### EXERCISE OBJECTIVE
Format the listing from its first line through the line containing "pixel 195 135", both included, as a Markdown table with the columns Row and Line, one numbered row per line. Skip blank lines, leave out the pictures, and include nothing beyond that line.

### RECORDS FOR THE TASK

---

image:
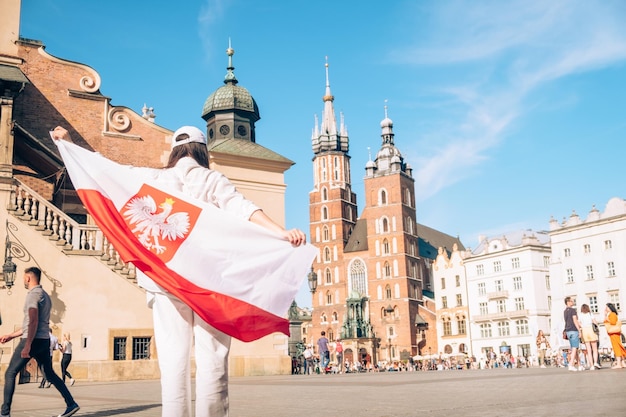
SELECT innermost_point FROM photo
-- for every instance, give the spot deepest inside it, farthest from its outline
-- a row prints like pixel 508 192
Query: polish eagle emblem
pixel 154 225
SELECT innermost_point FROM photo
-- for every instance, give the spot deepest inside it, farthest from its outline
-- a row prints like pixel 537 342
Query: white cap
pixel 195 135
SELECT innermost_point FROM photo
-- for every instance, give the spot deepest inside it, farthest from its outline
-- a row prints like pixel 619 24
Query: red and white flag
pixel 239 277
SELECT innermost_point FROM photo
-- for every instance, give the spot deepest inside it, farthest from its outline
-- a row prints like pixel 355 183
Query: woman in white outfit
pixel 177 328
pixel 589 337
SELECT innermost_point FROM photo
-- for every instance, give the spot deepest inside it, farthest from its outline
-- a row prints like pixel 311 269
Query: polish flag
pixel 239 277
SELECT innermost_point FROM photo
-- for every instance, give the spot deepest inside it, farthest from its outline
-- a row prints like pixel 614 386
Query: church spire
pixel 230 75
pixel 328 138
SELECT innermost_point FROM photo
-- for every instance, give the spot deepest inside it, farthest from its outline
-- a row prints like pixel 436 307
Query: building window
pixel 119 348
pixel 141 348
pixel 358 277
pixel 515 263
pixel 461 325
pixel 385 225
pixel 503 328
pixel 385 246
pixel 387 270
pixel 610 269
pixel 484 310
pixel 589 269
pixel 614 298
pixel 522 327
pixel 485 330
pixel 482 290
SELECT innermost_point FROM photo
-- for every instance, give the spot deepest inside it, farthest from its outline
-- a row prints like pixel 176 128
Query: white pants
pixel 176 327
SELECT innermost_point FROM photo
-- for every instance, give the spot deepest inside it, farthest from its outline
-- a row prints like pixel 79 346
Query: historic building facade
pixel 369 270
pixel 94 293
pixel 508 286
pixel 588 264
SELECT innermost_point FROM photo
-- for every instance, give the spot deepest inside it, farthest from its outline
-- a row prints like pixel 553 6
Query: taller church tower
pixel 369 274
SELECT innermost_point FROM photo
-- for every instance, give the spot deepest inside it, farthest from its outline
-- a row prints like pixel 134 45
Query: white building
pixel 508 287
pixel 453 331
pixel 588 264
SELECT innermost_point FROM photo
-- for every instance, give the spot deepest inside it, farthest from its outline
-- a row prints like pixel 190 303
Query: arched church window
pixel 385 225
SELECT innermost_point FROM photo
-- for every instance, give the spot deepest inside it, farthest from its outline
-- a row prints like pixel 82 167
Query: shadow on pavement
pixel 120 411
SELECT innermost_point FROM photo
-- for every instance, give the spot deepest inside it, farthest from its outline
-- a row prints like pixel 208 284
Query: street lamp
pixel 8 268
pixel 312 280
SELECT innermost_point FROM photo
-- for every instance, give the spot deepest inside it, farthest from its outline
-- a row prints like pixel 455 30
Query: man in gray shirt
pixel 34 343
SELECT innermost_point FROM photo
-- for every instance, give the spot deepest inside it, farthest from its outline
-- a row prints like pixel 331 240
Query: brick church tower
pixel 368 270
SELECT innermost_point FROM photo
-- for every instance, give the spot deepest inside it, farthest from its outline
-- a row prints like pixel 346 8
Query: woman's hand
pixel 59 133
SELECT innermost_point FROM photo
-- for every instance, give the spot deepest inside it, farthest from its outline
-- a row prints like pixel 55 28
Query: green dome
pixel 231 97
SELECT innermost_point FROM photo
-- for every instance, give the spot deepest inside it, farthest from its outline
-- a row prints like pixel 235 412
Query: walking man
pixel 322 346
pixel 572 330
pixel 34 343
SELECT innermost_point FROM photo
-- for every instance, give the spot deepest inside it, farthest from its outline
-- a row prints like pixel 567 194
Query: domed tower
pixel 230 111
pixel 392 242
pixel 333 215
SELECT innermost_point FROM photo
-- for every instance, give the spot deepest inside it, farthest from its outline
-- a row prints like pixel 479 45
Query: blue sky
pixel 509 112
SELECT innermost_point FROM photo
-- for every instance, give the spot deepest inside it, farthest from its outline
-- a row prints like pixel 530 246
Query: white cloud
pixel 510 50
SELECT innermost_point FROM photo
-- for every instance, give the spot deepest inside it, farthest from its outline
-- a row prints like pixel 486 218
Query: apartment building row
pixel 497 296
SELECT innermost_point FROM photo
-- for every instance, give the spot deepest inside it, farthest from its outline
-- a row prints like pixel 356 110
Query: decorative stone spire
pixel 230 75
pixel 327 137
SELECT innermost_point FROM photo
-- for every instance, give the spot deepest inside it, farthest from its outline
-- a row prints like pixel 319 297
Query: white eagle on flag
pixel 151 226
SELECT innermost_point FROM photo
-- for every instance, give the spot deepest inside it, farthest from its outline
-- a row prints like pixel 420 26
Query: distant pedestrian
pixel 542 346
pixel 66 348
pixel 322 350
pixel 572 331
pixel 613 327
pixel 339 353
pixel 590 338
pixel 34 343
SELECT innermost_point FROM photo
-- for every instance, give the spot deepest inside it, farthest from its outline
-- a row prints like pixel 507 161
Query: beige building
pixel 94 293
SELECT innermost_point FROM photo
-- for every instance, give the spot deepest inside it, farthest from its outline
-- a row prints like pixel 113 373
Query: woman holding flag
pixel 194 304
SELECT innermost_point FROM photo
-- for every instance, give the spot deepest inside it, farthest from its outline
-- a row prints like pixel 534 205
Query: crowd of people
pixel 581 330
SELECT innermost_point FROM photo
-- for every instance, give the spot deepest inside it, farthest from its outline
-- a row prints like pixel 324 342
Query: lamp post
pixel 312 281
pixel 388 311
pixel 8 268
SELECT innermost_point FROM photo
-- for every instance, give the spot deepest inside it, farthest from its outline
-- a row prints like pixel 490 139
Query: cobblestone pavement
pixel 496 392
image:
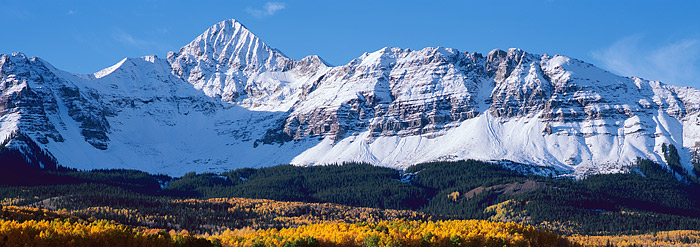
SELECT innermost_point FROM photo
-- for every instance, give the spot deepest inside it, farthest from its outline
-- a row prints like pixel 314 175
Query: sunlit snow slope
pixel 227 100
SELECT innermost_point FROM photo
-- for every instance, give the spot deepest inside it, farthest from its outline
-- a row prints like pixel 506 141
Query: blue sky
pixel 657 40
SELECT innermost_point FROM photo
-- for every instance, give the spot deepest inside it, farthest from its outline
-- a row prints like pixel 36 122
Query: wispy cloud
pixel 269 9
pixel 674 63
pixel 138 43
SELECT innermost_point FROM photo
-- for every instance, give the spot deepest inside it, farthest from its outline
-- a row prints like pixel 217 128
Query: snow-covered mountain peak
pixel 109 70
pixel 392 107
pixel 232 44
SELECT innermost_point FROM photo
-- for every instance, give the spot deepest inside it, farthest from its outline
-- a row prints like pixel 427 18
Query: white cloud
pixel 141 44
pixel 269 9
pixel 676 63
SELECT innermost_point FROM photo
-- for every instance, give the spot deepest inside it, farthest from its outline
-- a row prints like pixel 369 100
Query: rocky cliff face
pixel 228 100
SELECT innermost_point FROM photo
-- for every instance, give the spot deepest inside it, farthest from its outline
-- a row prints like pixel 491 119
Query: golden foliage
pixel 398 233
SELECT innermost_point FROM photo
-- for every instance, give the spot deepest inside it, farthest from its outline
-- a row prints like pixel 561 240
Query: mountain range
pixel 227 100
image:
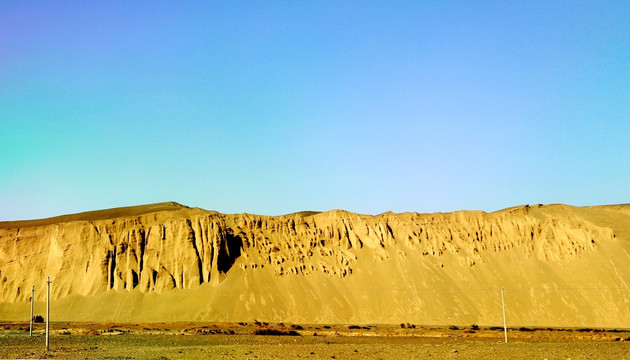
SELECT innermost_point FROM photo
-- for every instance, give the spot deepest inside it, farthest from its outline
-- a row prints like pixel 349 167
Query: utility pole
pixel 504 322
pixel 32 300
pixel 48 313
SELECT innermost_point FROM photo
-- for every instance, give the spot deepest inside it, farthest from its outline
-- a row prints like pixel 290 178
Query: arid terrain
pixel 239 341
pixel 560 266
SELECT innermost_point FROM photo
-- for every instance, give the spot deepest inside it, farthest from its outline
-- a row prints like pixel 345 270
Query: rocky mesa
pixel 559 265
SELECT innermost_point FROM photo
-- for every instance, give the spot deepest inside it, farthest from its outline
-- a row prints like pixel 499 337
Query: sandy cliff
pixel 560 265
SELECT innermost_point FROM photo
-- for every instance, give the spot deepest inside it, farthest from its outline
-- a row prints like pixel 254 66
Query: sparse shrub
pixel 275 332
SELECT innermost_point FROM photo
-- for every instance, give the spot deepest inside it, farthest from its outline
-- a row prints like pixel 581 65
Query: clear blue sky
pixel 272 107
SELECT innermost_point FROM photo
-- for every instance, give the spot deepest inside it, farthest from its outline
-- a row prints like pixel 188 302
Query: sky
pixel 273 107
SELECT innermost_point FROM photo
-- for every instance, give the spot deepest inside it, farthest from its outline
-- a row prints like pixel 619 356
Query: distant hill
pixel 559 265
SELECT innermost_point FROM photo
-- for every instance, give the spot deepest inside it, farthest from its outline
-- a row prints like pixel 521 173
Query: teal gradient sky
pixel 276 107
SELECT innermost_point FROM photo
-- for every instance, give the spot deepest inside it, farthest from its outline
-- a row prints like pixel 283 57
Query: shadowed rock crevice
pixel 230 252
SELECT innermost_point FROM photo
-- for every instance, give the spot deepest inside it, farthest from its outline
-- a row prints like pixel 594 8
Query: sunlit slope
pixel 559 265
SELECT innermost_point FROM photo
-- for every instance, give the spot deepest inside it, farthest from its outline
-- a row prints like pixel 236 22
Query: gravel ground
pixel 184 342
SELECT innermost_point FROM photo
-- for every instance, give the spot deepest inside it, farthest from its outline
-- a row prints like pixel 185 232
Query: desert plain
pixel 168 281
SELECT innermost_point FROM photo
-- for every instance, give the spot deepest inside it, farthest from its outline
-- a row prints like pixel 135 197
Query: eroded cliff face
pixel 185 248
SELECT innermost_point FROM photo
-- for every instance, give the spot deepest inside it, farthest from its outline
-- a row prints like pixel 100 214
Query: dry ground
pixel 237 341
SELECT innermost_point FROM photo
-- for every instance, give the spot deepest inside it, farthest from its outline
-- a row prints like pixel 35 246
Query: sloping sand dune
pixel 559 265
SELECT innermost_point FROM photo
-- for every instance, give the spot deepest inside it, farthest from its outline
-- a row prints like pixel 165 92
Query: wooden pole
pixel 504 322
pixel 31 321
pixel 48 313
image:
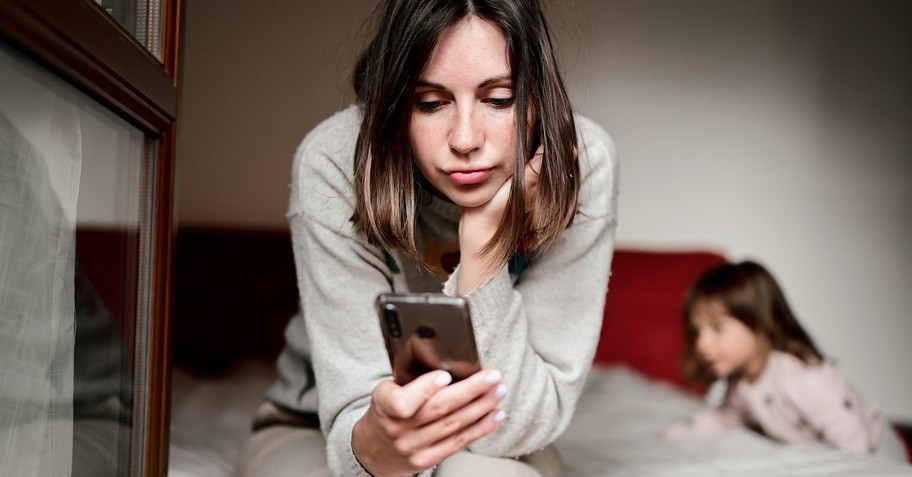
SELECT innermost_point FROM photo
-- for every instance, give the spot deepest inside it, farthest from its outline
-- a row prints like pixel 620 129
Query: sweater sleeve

---

### OUTPUT OF THE TASK
| Row | Line |
|---|---|
| 1 | image: |
| 2 | SELECT innermost_point FROM photo |
| 3 | -- for every instance, give the spot deepest inside it, farthest from its outline |
| 4 | -- a row prints like pixel 508 192 |
| 5 | Query: polish eagle emblem |
| 6 | pixel 154 225 |
| 7 | SELECT innermost_point FROM photo |
| 8 | -- for every instance, give the spot deepest inside it, farthest from its outline |
| 9 | -- a row prints like pixel 537 342 |
| 10 | Query: white cap |
| 11 | pixel 195 135 |